## [PROVIDED INFORMATION]
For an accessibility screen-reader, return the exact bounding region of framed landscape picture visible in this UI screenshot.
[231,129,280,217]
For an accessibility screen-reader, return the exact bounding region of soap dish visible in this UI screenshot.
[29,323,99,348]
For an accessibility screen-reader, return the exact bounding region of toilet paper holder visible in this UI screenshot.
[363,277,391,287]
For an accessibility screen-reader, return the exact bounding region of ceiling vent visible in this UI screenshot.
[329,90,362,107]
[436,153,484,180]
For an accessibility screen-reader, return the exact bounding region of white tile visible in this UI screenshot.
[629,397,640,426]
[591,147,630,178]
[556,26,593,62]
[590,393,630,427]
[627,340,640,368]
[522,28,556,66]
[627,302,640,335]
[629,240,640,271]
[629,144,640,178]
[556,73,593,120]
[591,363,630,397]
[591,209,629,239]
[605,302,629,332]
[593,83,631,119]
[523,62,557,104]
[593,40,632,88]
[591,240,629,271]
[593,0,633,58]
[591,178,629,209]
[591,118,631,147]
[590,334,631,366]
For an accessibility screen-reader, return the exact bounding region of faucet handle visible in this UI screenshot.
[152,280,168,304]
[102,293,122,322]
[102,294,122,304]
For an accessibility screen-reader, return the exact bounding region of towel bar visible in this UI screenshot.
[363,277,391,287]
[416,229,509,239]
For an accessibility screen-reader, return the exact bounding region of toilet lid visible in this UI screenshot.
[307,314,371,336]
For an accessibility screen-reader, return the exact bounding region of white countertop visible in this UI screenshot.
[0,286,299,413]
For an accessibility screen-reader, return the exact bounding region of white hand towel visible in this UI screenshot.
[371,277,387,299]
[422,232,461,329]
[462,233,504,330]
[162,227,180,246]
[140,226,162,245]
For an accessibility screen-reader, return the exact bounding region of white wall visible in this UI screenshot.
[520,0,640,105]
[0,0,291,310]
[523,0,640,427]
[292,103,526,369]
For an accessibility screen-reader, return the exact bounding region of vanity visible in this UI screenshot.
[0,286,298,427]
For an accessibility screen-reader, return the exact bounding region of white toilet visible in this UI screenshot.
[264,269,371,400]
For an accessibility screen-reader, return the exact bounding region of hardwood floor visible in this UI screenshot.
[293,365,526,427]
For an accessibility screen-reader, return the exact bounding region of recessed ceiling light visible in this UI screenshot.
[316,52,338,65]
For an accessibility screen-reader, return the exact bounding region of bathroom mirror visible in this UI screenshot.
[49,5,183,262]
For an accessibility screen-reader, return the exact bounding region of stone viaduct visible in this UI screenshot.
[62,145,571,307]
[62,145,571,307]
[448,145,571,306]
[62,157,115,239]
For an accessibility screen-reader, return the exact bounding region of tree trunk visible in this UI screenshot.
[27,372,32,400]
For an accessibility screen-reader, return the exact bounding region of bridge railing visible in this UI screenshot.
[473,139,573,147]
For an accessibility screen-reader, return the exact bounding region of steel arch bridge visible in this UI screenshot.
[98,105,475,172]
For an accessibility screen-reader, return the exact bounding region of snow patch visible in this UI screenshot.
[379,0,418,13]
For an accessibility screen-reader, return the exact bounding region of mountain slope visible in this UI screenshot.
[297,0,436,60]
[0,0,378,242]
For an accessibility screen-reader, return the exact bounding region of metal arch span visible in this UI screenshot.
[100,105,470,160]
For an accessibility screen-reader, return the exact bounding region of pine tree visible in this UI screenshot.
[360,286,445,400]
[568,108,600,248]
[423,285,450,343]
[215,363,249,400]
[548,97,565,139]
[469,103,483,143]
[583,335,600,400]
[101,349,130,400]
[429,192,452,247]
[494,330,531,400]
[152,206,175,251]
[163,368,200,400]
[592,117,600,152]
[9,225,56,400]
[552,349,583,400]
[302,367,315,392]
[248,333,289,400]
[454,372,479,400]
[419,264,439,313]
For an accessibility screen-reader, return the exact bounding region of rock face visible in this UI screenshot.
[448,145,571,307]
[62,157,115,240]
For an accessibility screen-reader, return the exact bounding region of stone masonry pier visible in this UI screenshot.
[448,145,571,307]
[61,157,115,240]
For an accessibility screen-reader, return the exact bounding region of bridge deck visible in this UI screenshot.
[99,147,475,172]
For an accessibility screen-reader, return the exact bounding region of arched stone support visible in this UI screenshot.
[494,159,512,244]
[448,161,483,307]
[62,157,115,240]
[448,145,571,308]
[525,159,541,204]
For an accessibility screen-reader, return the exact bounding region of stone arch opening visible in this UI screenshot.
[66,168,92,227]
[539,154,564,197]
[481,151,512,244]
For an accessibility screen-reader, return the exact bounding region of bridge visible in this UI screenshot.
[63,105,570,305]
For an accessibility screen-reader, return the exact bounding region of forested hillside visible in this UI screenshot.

## [TASK INSTRUCTIONS]
Put every line of the listing above into a numbered list, leaving out any blank lines.

## [SOLUTION BELOW]
1. For an accessibility screen-reader, return the exact bounding region of framed landscape picture visible in this UI screenshot.
2. [231,129,280,217]
3. For an accessibility screen-reader, return the exact bounding region of soap dish visible in this UI screenshot.
4. [29,323,99,348]
5. For an accessibility screen-reader, return the exact bounding region of toilet paper holder visible in this UI screenshot.
6. [363,277,391,287]
7. For an accessibility screen-reader, return the exact bounding region of ceiling vent visible in this UI screenshot.
8. [329,90,362,107]
9. [436,153,484,180]
10. For an accessibility screen-reader, return the exact bounding region of white tile visible in this UI screenshot.
11. [629,397,640,426]
12. [591,147,630,178]
13. [556,26,593,62]
14. [590,393,630,427]
15. [627,340,640,368]
16. [522,28,556,66]
17. [627,302,640,335]
18. [629,240,640,271]
19. [629,144,640,178]
20. [556,73,593,120]
21. [591,363,630,397]
22. [591,209,629,239]
23. [605,302,629,332]
24. [593,83,631,119]
25. [523,62,557,104]
26. [593,40,632,88]
27. [591,240,629,271]
28. [593,0,633,58]
29. [591,178,629,209]
30. [591,118,631,147]
31. [590,334,631,366]
32. For an accessibility screen-reader, return the exact bounding region of faucet handle visible in this UI screenshot.
33. [152,280,168,304]
34. [102,293,122,322]
35. [102,294,122,304]
36. For an accessibility screen-reader, return the exact bounding region of towel bar visible in this UI screenshot.
37. [363,277,391,287]
38. [416,229,509,239]
39. For an accessibility screen-reader, return the exact bounding region of toilet lid visible in this UI screenshot.
40. [307,314,371,336]
41. For an accessibility screen-reader, return the exact bounding region of white countertop visible in this UI screenshot.
42. [0,286,299,413]
43. For an accessibility screen-reader, return the exact bounding region of white hand towel visible in this UI screenshot.
44. [371,277,387,299]
45. [422,232,461,329]
46. [462,233,504,330]
47. [162,227,180,246]
48. [140,226,162,245]
49. For an accessibility screen-reader, return the exact bounding region of white wall visible in this UI screenshot.
50. [520,0,640,105]
51. [0,0,291,310]
52. [523,0,640,427]
53. [292,103,526,369]
54. For an accessibility screen-reader, return the exact bounding region of vanity visible in this UI screenshot.
55. [0,286,298,427]
56. For an accessibility screen-reader, return the exact bounding region of white toilet visible in this UI screenshot.
57. [264,269,371,400]
58. For an accessibility screen-reader, return the exact bounding region of hardwood floor visible in this UI screenshot.
59. [293,365,526,427]
60. For an accessibility screen-reader, return the exact bounding region of recessed ceiling light visible in this UI screenshot.
61. [316,52,338,65]
62. For an accessibility screen-reader, return the exact bounding region of bathroom mirror visible in this UI screenshot.
63. [49,5,183,262]
64. For an accessibility screen-reader, return the exact bounding region of stone viaduct visible in this UI screenshot.
65. [62,145,571,307]
66. [62,145,571,307]
67. [448,145,571,306]
68. [62,157,115,239]
69. For an accessibility screen-reader, return the exact bounding region of tree trunk visible in this UI screenshot.
70. [27,372,32,400]
71. For an accessibility screen-reader, return the exact bounding region of bridge railing visible in this UI screenshot.
72. [473,139,573,147]
73. For an accessibility screen-reader, return the exact bounding region of steel arch bridge visible in this UI screenshot.
74. [98,105,475,172]
75. For an accessibility screen-reader, return the exact bounding region of snow patch visible in this UI screenshot.
76. [379,0,418,13]
77. For an accessibility screen-reader, return the exact bounding region of mountain slope visible in this UI screenshot.
78. [297,0,436,60]
79. [0,0,378,242]
80. For an accessibility screen-reader, return the exact bounding region of metal arch span visible in this UI screenshot.
81. [100,105,470,160]
82. For an accessibility screen-reader, return the exact bounding region of pine tree visible in this UI screenshot.
83. [360,286,445,400]
84. [568,108,600,248]
85. [423,285,450,343]
86. [215,363,249,400]
87. [548,97,565,139]
88. [469,103,483,143]
89. [583,335,600,400]
90. [101,349,130,400]
91. [429,192,452,247]
92. [494,330,531,400]
93. [152,206,175,251]
94. [163,368,200,400]
95. [592,117,600,152]
96. [9,225,56,400]
97. [552,349,583,400]
98. [302,367,315,392]
99. [248,333,289,400]
100. [454,372,479,400]
101. [419,264,439,313]
102. For an accessibility screen-reader, return the exact bounding region of rock face visible in this UI screenshot.
103. [448,145,571,307]
104. [62,157,115,240]
105. For an accessibility screen-reader, return the exact bounding region of stone masonry pier visible in this UI screenshot.
106. [448,145,571,307]
107. [61,157,115,240]
108. For an accessibility screen-reader, return the exact bounding region of bridge deck visible in this UI screenshot.
109. [99,147,475,172]
110. For an accessibility screen-reader, return the exact bounding region of arched stone support visible in this UI screenshot.
111. [494,159,512,244]
112. [448,161,483,307]
113. [62,157,115,240]
114. [448,145,571,308]
115. [525,159,541,204]
116. For an accessibility screen-reader, return the exact bounding region of stone arch opening visible in this UI screenshot.
117. [66,168,92,227]
118. [539,154,564,197]
119. [481,151,512,244]
120. For an accessibility screen-reader, return the exact bounding region of bridge visible in this UI screenshot.
121. [63,105,570,305]
122. For an accessibility screen-reader, return the exact bounding region of forested hillside visible in this UI screenshot.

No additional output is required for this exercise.